## Tasks and exercises
a) Render this sentence from the thread on PCBDDC and libCEED into French: "The idea would be to reuse PCBDDC code, and hook up your specialized solvers for interior and Arr."
b) Carry the thread on PCBDDC and libCEED forward from the point at which it stops.

## Text shown
◇ ◇ ◇

Are you wanting to use PCBDDC with one subdomain per process and put libCEED's Arrinv as subdomain solver? Or would you make PCBDDC work with many subdomains with hooks so that libCEED is responsible for (batched) matrix-free operators?

I would really like to use adaptive coarse basis construction in our framework, still with separable element solves.

jedbrown avatar Oct 01 '21 20:10 jedbrown

The idea would be to reuse PCBDDC code, and hook up your specialized solvers for interior and Arr. Adaptive coarse spaces can be built provided we have the explicit Schur complement. I have an old branch where I started supporting multiple subdomains per process https://gitlab.com/petsc/petsc/-/tree/stefanozampini/bddc-ceed. I'm also interested in this

stefanozampini avatar Oct 01 '21 20:10 stefanozampini

Note: This code mostly works. There is some small bug that is killing our convergence that I haven't had space time to chase down.

jeremylt avatar Oct 01 '21 21:10 jeremylt

Note: This code mostly works. There is some small bug that is killing our convergence that I haven't had space time to chase down.

◇ ◇ ◇

## Information provided

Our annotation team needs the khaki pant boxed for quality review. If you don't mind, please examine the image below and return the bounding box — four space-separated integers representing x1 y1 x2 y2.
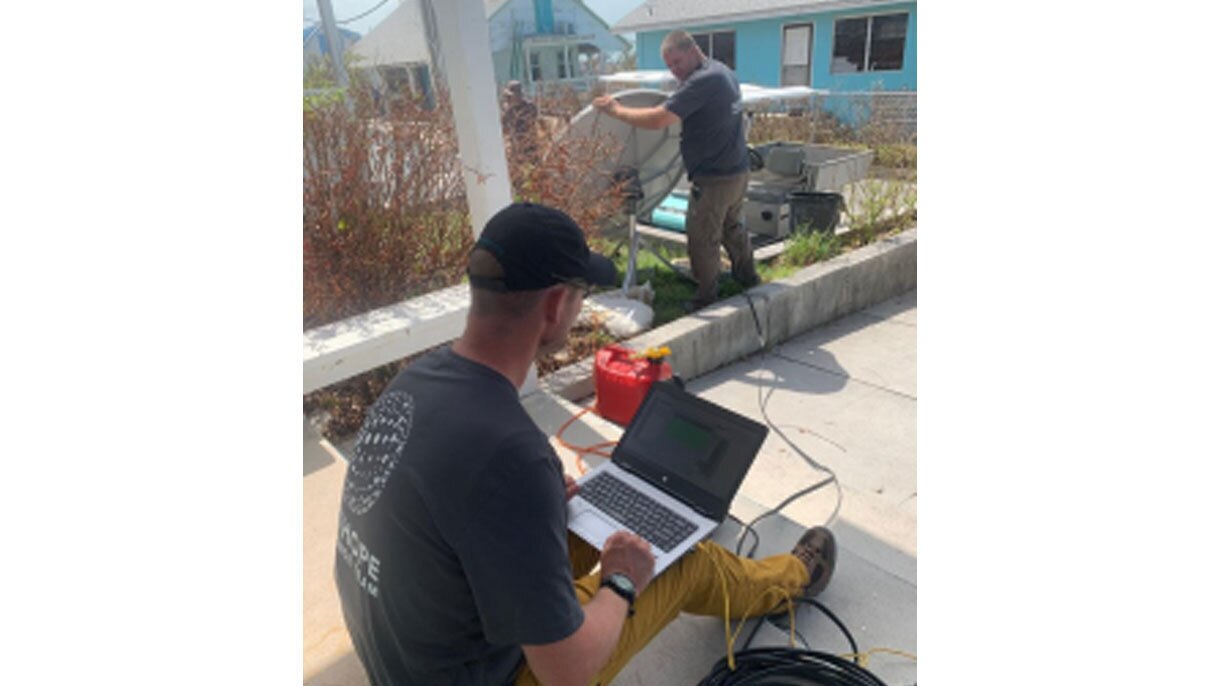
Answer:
516 533 809 686
686 172 758 306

◇ ◇ ◇

## Task-by-task answers
a) L'idée serait de réutiliser le code de PCBDDC et d'y brancher vos solveurs spécialisés pour l'intérieur et pour Arr.

b)
Getting BDDC to work can be painful, I know that :-)

stefanozampini avatar Oct 01 '21 21:10 stefanozampini

Rebased for changes on main. Same slow convergence, but it does converge.

-- CEED Benchmark Problem 3 -- libCEED + PETSc + BDDC --
  PETSc:
    PETSc Vec Type                     : seq
  libCEED:
    libCEED Backend                    : /cpu/self/xsmm/blocked
    libCEED Backend MemType            : host
  Mesh:
    Number of 1D Basis Nodes (p)       : 3
    Number of 1D Quadrature Points (q) : 4
    Global Nodes                       : 125
    Owned Nodes                        : 125
    DoF per node                       : 1
  BDDC:
    Injection                          : scaled
    Global Interface Nodes             : 8
    Owned Interface Nodes              : 8
  KSP:
    KSP Type                           : cg
    KSP Convergence                    : CONVERGED_RTOL
    Total KSP Iterations               : 26
    Final rnorm                        : 1.132970e-09
  BDDC:
    PC Type                            : shell
  Performance:
    Pointwise Error (max)              : 4.185030e-02
    CG Solve Time                      : 0.0201494 (0.0201494) sec

jeremylt avatar Jan 19 '22 18:01 jeremylt

How does the iteration count and condition number (-ksp_view_singularvalues) vary under grid refinement?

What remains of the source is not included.